--- YOUR OBJECTIVE ---
Reproduce the material starting at the line containing "Mark the diamond" and ending at the close of the material, keeping the request lines intact. Shift every point coordinate in the answers by -146.

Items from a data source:
-- start --

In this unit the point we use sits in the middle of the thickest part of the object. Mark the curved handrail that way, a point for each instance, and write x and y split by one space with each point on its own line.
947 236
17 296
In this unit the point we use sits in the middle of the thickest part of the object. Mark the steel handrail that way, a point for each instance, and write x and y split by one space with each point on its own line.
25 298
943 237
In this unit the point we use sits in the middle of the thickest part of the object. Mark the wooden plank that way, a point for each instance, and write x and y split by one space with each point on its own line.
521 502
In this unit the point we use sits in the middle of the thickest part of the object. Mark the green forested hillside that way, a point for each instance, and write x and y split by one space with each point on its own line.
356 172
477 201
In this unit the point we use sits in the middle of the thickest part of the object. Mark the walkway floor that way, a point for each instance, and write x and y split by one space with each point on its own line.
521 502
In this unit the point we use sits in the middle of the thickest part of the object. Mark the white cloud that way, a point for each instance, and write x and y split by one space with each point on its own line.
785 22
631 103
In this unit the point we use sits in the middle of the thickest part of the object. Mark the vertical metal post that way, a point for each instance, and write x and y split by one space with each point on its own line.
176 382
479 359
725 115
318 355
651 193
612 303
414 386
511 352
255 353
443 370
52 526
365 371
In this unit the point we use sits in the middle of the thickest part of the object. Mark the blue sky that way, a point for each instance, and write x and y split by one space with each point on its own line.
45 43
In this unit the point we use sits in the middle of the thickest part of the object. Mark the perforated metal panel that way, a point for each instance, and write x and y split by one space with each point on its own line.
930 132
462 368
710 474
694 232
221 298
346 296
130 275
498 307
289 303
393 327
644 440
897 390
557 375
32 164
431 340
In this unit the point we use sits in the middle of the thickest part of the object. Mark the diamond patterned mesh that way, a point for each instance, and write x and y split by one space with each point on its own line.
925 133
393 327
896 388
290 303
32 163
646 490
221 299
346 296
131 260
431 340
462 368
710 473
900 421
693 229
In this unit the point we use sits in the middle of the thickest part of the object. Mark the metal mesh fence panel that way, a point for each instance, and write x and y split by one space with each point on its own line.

-- end --

--- FINISHED TASK ---
In this unit the point we use sits in the middle of the thickest part of the object. Mark the diamond patterned mesh that way, a point for each instance, and write x and y split by one space with each point on its own line.
779 -13
247 181
750 242
144 157
-114 17
500 344
75 153
200 150
-15 114
285 194
316 222
564 327
754 275
547 83
In this unit the point we use sits in the middle of the thickest part of the object. Mark the metal mesh fence panel that way, a point for each instance, and write x and y split by one space with each point on its own line.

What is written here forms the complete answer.